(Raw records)

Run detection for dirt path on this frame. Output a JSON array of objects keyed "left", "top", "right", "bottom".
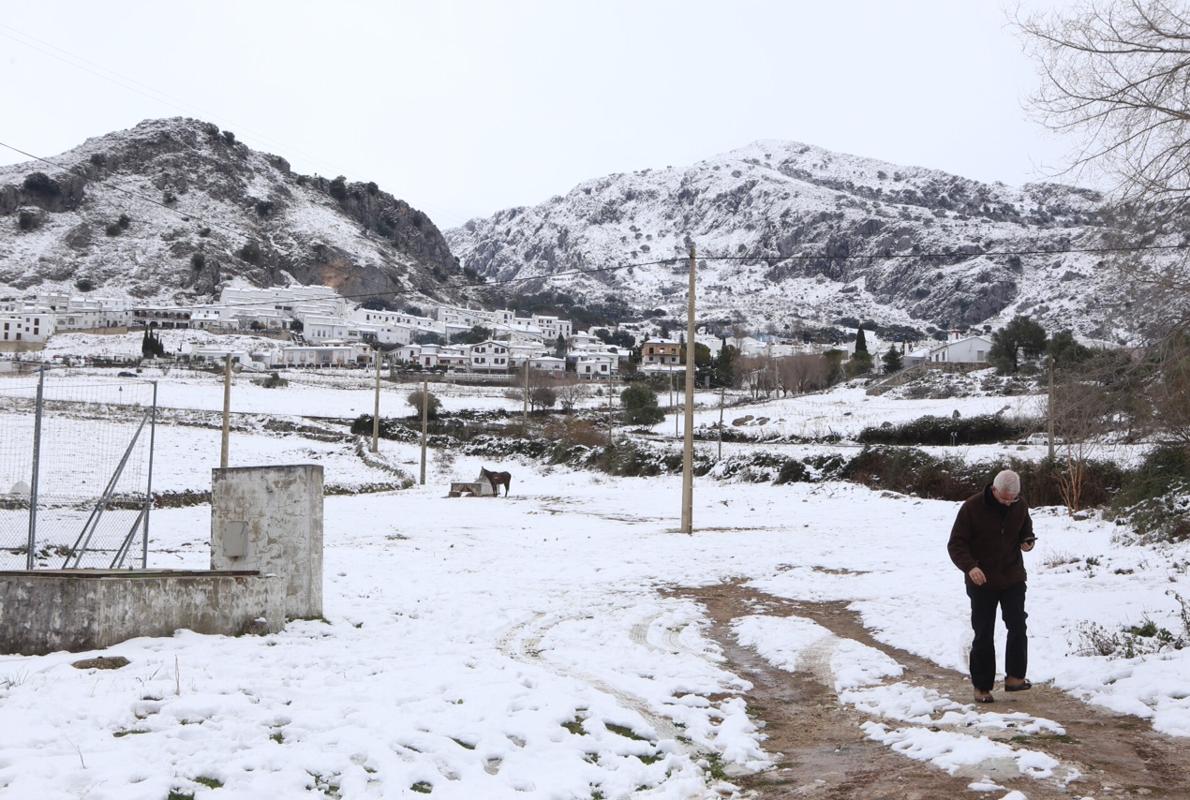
[{"left": 671, "top": 583, "right": 1190, "bottom": 800}]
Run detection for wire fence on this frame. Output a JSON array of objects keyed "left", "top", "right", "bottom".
[{"left": 0, "top": 371, "right": 156, "bottom": 569}]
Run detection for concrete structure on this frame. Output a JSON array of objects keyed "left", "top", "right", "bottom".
[
  {"left": 640, "top": 339, "right": 682, "bottom": 369},
  {"left": 0, "top": 464, "right": 322, "bottom": 655},
  {"left": 0, "top": 569, "right": 286, "bottom": 656},
  {"left": 470, "top": 339, "right": 508, "bottom": 373},
  {"left": 925, "top": 335, "right": 991, "bottom": 364},
  {"left": 211, "top": 464, "right": 322, "bottom": 619},
  {"left": 0, "top": 308, "right": 57, "bottom": 342}
]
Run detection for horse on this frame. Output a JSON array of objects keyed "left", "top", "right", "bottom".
[{"left": 480, "top": 467, "right": 513, "bottom": 498}]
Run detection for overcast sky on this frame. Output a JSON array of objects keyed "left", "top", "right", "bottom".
[{"left": 0, "top": 0, "right": 1090, "bottom": 227}]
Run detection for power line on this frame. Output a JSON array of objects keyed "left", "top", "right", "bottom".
[
  {"left": 0, "top": 23, "right": 354, "bottom": 184},
  {"left": 0, "top": 142, "right": 244, "bottom": 238},
  {"left": 11, "top": 238, "right": 1190, "bottom": 315}
]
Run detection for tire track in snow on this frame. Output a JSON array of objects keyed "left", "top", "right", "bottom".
[{"left": 496, "top": 612, "right": 690, "bottom": 742}]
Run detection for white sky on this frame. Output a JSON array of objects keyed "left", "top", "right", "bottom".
[{"left": 0, "top": 0, "right": 1090, "bottom": 227}]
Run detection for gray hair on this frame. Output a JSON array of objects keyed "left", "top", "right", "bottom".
[{"left": 991, "top": 469, "right": 1021, "bottom": 494}]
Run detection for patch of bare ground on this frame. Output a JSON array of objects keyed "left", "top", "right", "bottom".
[{"left": 670, "top": 583, "right": 1190, "bottom": 800}]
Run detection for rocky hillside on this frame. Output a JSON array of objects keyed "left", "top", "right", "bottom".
[
  {"left": 0, "top": 118, "right": 473, "bottom": 300},
  {"left": 446, "top": 142, "right": 1180, "bottom": 340}
]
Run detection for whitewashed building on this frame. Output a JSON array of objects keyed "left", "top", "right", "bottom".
[
  {"left": 470, "top": 339, "right": 508, "bottom": 373},
  {"left": 0, "top": 308, "right": 57, "bottom": 342},
  {"left": 575, "top": 352, "right": 619, "bottom": 380},
  {"left": 925, "top": 335, "right": 991, "bottom": 364},
  {"left": 528, "top": 356, "right": 566, "bottom": 375},
  {"left": 269, "top": 344, "right": 357, "bottom": 367}
]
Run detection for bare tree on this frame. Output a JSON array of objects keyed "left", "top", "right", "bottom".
[
  {"left": 1017, "top": 0, "right": 1190, "bottom": 442},
  {"left": 1017, "top": 0, "right": 1190, "bottom": 205},
  {"left": 1051, "top": 375, "right": 1108, "bottom": 514},
  {"left": 556, "top": 377, "right": 587, "bottom": 413}
]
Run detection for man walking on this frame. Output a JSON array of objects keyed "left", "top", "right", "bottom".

EXERCISE PROMPT: Pick out each line of the material above that contains the word "bare".

TASK RESULT:
Run detection for patch of bare ground on this frame. Output a JSON array of objects keyed "left", "top", "right", "bottom".
Run detection for bare tree on this frame. Output a JSON array of objects keyed "left", "top", "right", "bottom".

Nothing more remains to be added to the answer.